■ To do
Rewrite these lines with "instance" swapped for "occurrence" and everything else kept the same. Omit the pictures from your answer.

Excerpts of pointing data
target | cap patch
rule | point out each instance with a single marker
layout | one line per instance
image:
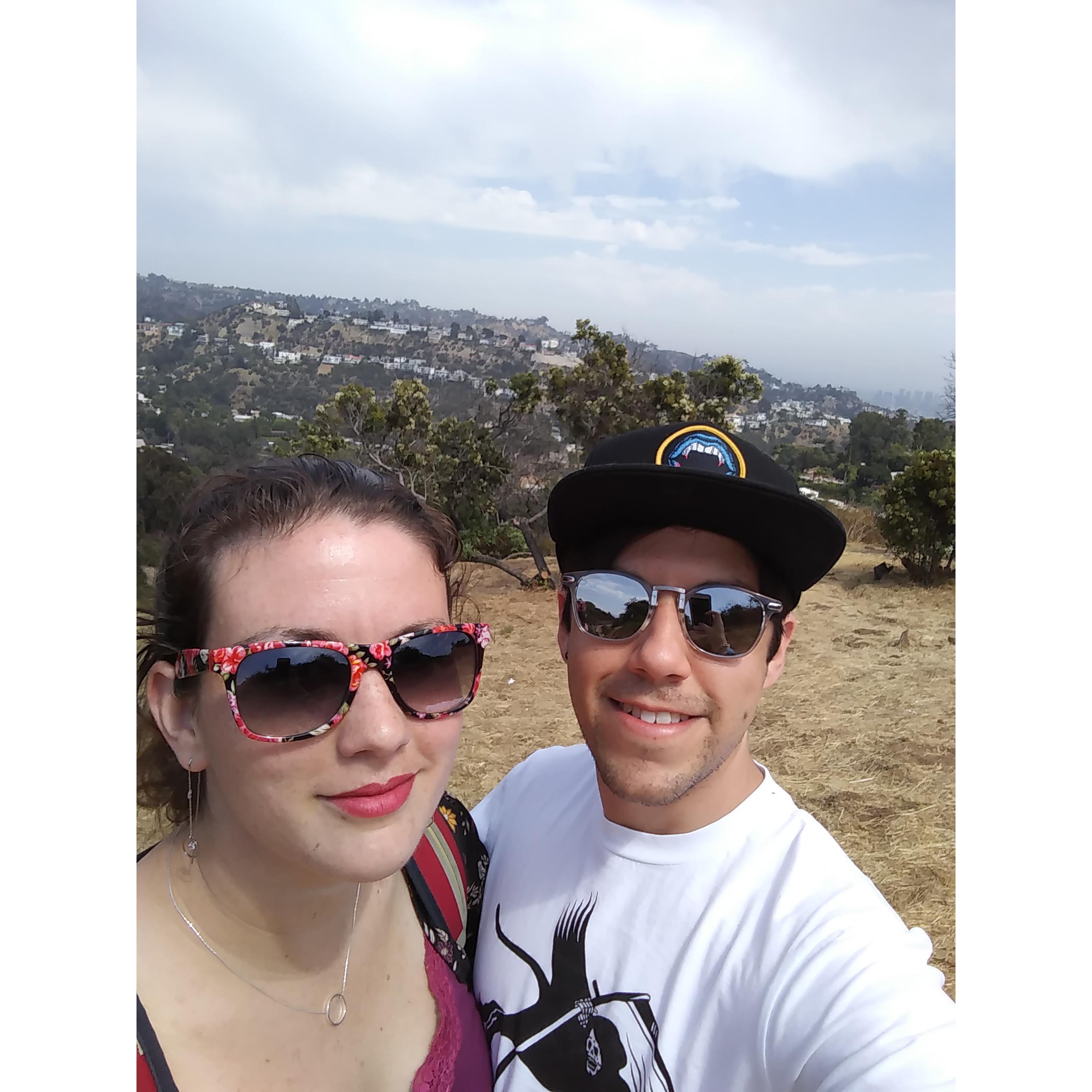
(701, 448)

■ Output for this task
target | cap patch
rule | point out each occurrence with a single marker
layout | one line per occurrence
image:
(701, 448)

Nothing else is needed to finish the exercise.